>> Begin RECORDS FOR THE EXERCISE

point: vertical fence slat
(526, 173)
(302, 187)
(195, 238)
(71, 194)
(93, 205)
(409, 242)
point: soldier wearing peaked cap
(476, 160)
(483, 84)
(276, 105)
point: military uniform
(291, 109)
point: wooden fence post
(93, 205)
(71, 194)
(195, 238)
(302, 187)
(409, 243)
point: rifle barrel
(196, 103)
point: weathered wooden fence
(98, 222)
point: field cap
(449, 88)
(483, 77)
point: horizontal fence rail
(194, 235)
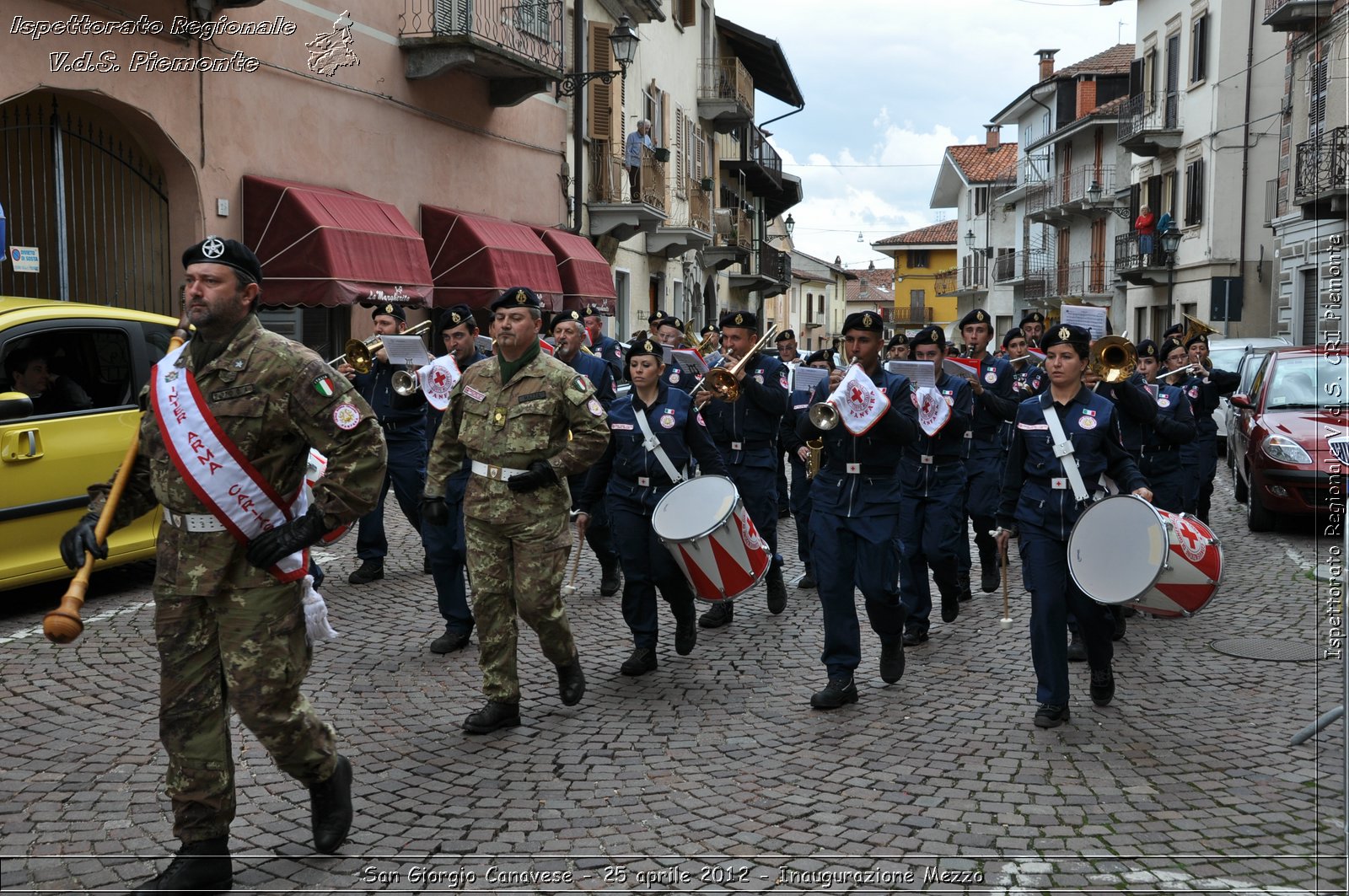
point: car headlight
(1285, 449)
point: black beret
(977, 316)
(749, 320)
(928, 336)
(519, 297)
(228, 253)
(645, 347)
(560, 318)
(868, 321)
(390, 311)
(1078, 336)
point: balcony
(1319, 173)
(757, 162)
(688, 226)
(725, 94)
(1150, 123)
(516, 45)
(613, 209)
(1295, 15)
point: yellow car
(69, 381)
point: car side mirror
(15, 406)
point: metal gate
(78, 189)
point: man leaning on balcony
(633, 157)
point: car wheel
(1259, 518)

>> End RECORDS FOR THE EXERCISE

→ WHAT YOU WILL DO: Write out again the lines from the one with "point: yellow car" through the end of the records, switching "car" to "van" and leaving everything else as it is.

→ REPLY:
point: yellow van
(69, 381)
point: van side mirror
(15, 406)
point: metal gate
(78, 189)
point: man leaning on balcony
(633, 157)
point: van wheel
(1259, 518)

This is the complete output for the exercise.